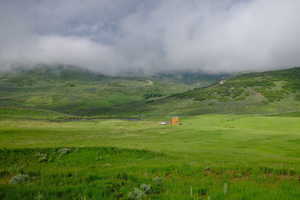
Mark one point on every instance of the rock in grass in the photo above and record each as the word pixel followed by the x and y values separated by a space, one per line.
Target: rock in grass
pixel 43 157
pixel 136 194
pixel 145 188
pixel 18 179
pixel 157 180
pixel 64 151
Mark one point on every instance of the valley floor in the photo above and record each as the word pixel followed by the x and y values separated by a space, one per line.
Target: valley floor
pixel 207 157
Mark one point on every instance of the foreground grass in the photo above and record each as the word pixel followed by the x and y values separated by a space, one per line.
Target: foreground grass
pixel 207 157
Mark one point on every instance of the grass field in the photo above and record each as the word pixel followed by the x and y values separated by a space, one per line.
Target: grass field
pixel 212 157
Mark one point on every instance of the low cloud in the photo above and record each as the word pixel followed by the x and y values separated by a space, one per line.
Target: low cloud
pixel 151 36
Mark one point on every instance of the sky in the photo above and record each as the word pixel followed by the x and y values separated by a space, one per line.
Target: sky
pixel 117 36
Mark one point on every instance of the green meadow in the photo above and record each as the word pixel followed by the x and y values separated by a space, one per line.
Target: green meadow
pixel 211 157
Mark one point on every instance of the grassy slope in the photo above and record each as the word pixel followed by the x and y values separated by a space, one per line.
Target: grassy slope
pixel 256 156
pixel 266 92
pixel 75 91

==

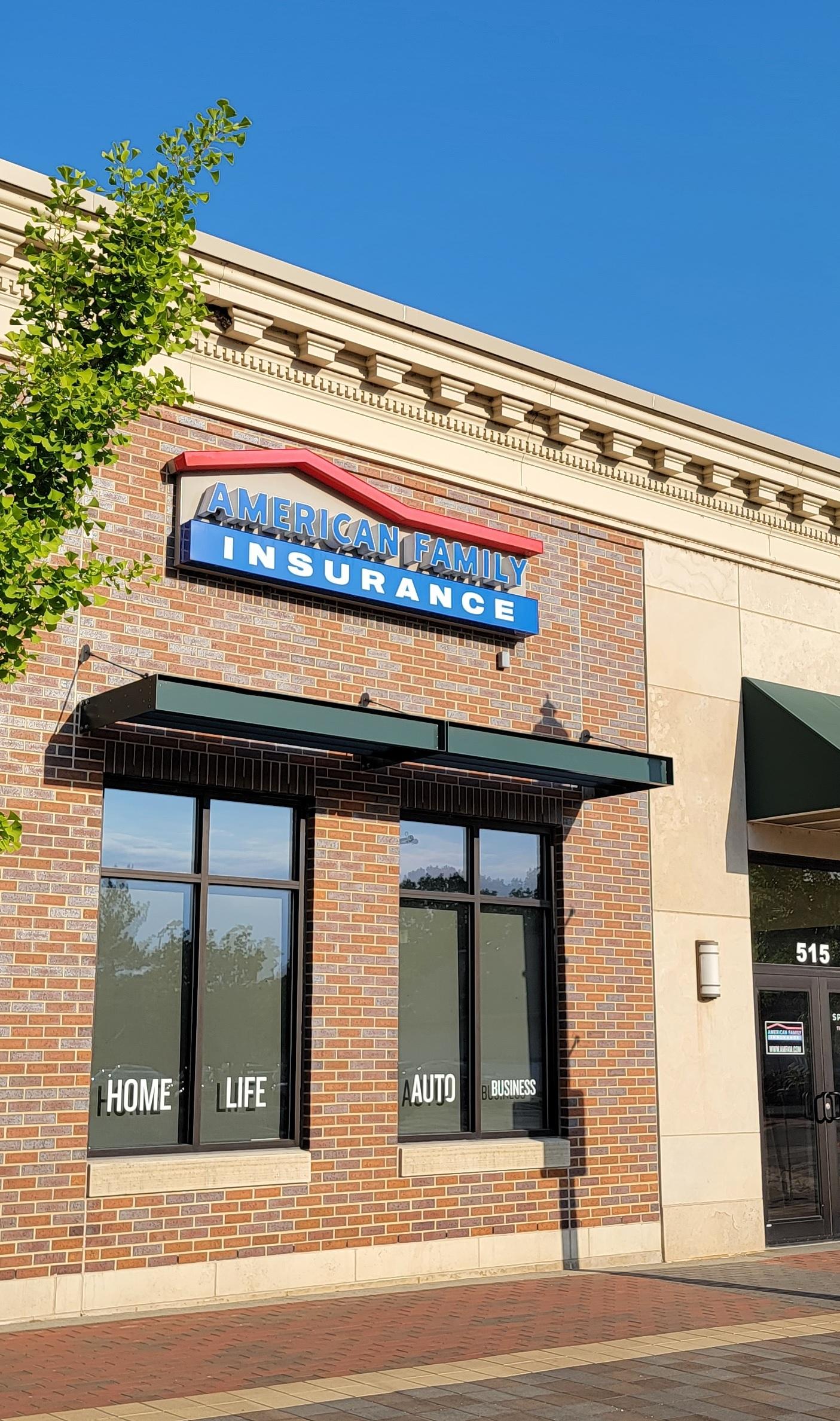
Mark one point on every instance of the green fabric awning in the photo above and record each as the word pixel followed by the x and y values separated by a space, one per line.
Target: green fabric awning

--

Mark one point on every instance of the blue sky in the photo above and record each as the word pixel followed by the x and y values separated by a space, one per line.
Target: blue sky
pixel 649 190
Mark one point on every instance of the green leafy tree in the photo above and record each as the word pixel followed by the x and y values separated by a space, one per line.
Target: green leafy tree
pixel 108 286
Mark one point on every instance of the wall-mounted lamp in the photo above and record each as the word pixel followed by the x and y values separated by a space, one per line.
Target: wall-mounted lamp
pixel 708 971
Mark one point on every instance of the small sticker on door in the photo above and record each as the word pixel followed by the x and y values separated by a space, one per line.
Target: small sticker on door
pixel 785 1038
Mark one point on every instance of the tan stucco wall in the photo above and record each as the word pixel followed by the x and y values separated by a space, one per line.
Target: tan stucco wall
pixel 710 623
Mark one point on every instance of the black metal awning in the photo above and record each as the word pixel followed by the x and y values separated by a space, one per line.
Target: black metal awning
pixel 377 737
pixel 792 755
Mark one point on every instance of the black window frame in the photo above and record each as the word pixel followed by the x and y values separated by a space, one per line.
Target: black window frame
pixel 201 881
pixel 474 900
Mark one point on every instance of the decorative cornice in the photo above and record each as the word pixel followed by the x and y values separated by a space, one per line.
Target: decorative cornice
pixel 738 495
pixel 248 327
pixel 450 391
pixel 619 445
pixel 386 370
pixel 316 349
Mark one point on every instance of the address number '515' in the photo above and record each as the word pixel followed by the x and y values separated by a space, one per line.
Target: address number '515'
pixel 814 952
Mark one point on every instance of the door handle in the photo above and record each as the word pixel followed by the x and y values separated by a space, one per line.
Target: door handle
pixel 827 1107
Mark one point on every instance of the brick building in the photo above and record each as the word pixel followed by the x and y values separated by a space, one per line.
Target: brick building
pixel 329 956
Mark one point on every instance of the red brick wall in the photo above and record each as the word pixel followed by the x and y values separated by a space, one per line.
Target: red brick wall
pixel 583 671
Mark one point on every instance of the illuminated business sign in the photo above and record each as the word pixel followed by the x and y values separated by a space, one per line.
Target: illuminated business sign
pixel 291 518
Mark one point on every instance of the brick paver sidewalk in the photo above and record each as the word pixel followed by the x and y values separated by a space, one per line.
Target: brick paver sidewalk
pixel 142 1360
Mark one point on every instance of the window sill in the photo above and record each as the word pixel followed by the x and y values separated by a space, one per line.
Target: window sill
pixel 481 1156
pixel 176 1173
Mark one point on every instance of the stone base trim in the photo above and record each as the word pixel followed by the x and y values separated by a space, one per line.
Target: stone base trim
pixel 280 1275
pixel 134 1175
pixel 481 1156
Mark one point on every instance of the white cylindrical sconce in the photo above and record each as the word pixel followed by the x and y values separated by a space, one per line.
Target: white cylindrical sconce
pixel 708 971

WORK TO COMPLETE —
Write out the lines between the one containing "Mark one point on every instance of the tan" and the one containing "pixel 710 623", both included, as a numbered list with blank lines omitted.

ANSWER FOR THIS EXERCISE —
1. Mark one point on every instance of the tan stucco wall in the photo above and record each as the word pixel followed by the x and y values separated by a space, one per line.
2. Target: tan stucco wall
3. pixel 710 623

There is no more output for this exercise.